-- SOURCE EXCERPT start --

Quick question about snapshot memory usage

GeorgeAlexander · August 2, 2024, 10:48pm

I am on Ubuntu 24.10 with a data pool (booting from something else), and I suspect that installing zfs-auto-snapshot has made my system very slow.

So the question is does having a lot of snapshots increase memory usage, or should I look elsewhere?

Also, htop is no help in determining whether this is a good hypothesis. How can I check for myself?

thx

mgerdts · August 3, 2024, 12:12am

If the pool is pretty full, it can get slower. Years ago this started at 80%, but I think it kicks in later now. Data written while the pool was fullish may be slow to read.

If you enabled dedup that will cause problems unless you have gobs of RAM.

mercenary_sysadmin · August 3, 2024, 1:52am

Snapshots don’t affect RAM usage. They do take up storage, however, as the snapshots diverge from production–essentially, if you take a snapshot then delete a file, the file still exists in the snapshot, therefore you’re taking up all the space that your production takes, plus the space that the deleted file takes.

They also, if you accumulate too many, will slow down some ZFS operations pretty badly. General use of the production filesystem isn’t affected enough to notice, but if you accumulate 100 or so snapshots per dataset (and this is a per-dataset issue, not really a per-pool issue) you’ll wind up with zfs list -t snap and similar operations taking for-bloody-ever to complete, until you prune the snapshots back down to a reasonable number.

GeorgeAlexander · September 22, 2024, 7:49pm

aside: I would guess something like httm cn provide insight to this?

-- SOURCE EXCERPT end --

# EXERCISE TASK
In the forum thread about ZFS snapshots, roughly how many snapshots per dataset make operations such as zfs list -t snap very slow? Rely only on the forum thread about ZFS snapshots.

-- ENTRIES PROVIDED start --

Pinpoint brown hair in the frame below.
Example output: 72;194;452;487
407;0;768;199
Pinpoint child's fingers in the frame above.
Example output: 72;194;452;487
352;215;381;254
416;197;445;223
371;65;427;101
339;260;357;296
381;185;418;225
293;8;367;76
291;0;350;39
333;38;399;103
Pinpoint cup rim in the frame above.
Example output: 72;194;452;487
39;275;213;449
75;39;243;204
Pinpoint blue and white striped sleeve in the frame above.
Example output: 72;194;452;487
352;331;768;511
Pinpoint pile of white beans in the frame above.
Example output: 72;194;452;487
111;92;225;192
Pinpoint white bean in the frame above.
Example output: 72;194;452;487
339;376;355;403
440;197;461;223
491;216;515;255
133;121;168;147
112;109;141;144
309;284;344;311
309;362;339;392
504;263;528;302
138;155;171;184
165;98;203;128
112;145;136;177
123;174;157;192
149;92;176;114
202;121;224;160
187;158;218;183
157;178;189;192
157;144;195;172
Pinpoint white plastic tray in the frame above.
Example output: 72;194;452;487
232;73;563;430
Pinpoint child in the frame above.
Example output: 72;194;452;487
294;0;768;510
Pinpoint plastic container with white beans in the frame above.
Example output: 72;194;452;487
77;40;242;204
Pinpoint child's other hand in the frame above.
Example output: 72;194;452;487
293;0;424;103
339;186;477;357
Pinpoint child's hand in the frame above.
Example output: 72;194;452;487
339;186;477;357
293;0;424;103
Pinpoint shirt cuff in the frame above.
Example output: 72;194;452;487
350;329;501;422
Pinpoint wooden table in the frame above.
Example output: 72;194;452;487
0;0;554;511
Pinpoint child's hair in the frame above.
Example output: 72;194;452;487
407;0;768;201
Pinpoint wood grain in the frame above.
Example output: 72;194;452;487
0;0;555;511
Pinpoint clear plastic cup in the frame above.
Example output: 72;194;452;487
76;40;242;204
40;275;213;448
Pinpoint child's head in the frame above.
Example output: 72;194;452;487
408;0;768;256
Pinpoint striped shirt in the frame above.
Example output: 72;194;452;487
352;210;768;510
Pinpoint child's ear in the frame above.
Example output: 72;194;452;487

-- ENTRIES PROVIDED end --

# ANSWER IN FULL
About 100 snapshots per dataset.